▶ **Compiti**
a) Secondo l'intervista a Paul Di Filippo, in quale città si svolge la SteamCon?
b) Trascrivi dall'intervista a Paul Di Filippo il passo che si apre con le parole contenenti "Non faccio fatica" e si chiude con "a che prezzo?".

▶ **Estratto del testo**

Stay Nerd ha avuto il piacere e l’onore di intervistare Paul Di Filippo, grandissimo ed eclettico scrittore di fantascienza statunitense e critico di letteratura per moltissime riviste di settore, nonché primo autore ad aver usato il termine “steampunk” nel titolo di una propria opera. Proprio in questi giorni Paul è infatti ospite della SteamCon, convention internazionale dello Steampunk che si svolge a Pisa, con un racconto inedito. Scopriamo insieme com’è andata la nostra chiacchierata, nel resoconto dell’intervista!

Ciao Paul, innanzitutto grazie mille di quest’intervista da parte di tutta Stay Nerd.

Grazie a voi, sono onorato di quest’occasione. Potere ai lettori, geek e nerd di ogni sorta!

Sei uno scrittore professionista da ormai oltre due decadi e la tua produzione è enorme, ma come ricordi i tuoi esordi?

Non faccio fatica a ricordare il dolore associate alla scrittura della mia prima storia. Avevo scritto molte colonne umoristiche per fanzine, ma mai cose di narrativa. È stato come una seduta dal dentista, trovare le parole e mettere in ordine la trama. Il risultato era di 4000 parole, e ovviamente non è mai stato pubblicato. Così come I successive cinquanta o più! Ma dopo aver perseverato un anno, avevo consapevolezza di ciò che stavo facendo, e dero migliorato al punto di iniziare a raccontare buone storie e venderle.

Hai esplorato sia il cyberpunk che lo steampunk, usando personaggi storici come protagonisti. In questo senso quanto è importante per te la veridicità scientifica e storica? Preferisci un approccio aderente alla realtà o semplicemente segui l’istinto? E se sì, a che prezzo?

▶ **Dati grezzi**
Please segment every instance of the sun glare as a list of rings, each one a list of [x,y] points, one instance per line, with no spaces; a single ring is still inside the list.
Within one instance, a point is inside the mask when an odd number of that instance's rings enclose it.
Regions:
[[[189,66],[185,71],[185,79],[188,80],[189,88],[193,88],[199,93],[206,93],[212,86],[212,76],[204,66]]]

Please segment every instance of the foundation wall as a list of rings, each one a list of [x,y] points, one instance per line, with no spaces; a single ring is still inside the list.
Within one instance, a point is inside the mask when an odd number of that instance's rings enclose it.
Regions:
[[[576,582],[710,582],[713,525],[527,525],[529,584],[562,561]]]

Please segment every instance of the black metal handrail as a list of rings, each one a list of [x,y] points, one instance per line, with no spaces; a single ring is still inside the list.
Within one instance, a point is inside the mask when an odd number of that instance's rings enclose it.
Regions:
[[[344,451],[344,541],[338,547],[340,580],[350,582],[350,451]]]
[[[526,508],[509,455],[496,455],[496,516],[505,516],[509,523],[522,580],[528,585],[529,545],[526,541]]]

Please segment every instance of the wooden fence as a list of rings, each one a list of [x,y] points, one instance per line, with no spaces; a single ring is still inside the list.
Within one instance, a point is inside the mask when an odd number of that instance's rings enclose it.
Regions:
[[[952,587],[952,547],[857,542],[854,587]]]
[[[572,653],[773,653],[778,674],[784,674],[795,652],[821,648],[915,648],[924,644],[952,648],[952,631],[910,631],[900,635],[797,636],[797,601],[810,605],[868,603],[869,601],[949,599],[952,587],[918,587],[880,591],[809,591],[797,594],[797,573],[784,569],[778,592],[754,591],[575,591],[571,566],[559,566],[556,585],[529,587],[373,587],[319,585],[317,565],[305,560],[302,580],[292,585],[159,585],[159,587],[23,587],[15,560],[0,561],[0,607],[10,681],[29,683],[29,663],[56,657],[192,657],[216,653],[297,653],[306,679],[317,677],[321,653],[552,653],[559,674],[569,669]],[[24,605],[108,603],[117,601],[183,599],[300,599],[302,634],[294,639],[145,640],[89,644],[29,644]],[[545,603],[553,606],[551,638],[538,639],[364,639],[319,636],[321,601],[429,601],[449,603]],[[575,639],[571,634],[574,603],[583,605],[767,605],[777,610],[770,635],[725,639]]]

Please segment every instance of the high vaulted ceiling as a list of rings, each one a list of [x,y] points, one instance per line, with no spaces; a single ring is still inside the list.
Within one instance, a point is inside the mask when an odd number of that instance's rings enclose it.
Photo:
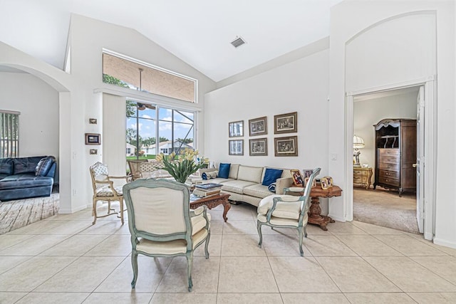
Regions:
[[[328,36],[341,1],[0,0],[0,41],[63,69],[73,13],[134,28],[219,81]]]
---
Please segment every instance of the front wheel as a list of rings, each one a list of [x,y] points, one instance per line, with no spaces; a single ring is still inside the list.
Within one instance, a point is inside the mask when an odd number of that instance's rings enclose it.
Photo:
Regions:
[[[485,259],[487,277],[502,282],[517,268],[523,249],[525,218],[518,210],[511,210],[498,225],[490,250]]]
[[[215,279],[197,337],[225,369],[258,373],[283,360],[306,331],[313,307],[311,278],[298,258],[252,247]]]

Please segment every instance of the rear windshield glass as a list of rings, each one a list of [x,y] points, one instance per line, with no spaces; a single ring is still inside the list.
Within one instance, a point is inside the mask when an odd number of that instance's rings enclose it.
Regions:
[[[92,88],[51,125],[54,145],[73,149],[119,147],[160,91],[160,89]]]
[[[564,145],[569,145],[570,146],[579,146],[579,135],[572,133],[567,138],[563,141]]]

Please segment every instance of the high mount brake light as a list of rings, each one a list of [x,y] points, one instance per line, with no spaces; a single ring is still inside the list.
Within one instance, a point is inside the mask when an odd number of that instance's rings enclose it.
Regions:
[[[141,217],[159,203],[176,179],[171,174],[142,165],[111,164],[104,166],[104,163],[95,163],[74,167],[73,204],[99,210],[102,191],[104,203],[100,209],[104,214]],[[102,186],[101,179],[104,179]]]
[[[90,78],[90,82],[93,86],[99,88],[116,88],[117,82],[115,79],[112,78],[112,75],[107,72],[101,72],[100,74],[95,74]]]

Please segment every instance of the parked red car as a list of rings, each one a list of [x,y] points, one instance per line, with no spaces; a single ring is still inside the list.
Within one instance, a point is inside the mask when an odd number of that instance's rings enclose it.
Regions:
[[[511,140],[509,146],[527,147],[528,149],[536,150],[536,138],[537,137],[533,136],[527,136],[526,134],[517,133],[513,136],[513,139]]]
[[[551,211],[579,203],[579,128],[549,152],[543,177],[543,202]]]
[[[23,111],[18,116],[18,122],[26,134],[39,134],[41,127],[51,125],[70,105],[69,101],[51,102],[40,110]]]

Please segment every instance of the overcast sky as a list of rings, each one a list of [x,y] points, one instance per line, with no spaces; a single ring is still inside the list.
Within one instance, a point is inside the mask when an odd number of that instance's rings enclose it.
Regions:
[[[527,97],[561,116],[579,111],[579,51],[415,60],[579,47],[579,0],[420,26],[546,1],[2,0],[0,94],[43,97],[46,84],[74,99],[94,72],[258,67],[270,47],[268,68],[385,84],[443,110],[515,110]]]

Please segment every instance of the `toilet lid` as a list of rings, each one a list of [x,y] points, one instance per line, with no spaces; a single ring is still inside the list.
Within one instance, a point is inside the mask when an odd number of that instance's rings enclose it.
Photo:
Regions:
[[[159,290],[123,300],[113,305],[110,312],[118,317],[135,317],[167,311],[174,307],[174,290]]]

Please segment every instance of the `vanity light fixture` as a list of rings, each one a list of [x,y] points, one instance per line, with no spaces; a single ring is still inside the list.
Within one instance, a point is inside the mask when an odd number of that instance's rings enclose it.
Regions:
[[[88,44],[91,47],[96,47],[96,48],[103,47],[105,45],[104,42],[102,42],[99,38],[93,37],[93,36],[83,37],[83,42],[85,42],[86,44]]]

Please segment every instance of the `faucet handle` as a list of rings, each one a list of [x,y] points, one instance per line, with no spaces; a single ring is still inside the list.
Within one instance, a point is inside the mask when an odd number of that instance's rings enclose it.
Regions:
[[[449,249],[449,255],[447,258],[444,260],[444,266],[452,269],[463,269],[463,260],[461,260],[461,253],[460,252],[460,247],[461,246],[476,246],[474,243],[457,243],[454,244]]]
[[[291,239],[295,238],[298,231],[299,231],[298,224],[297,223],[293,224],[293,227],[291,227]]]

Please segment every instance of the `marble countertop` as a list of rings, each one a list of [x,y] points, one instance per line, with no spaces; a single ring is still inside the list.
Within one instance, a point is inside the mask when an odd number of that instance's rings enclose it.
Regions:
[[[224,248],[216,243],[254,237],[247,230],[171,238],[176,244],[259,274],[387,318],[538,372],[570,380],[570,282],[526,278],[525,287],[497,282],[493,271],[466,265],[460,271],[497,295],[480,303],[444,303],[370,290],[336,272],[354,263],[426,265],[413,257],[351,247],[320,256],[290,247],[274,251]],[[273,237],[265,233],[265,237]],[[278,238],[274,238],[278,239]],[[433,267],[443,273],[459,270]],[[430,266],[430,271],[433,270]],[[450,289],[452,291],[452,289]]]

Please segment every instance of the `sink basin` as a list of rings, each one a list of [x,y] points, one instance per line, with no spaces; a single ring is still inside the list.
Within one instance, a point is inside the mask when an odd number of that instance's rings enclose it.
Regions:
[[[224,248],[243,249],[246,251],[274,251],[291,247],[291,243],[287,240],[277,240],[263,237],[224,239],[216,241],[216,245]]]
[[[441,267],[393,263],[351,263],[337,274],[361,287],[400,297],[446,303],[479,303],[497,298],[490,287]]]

▶ **Elenco risposte**
a) A Pisa.

b)
Non faccio fatica a ricordare il dolore associate alla scrittura della mia prima storia. Avevo scritto molte colonne umoristiche per fanzine, ma mai cose di narrativa. È stato come una seduta dal dentista, trovare le parole e mettere in ordine la trama. Il risultato era di 4000 parole, e ovviamente non è mai stato pubblicato. Così come I successive cinquanta o più! Ma dopo aver perseverato un anno, avevo consapevolezza di ciò che stavo facendo, e dero migliorato al punto di iniziare a raccontare buone storie e venderle.

Hai esplorato sia il cyberpunk che lo steampunk, usando personaggi storici come protagonisti. In questo senso quanto è importante per te la veridicità scientifica e storica? Preferisci un approccio aderente alla realtà o semplicemente segui l’istinto? E se sì, a che prezzo?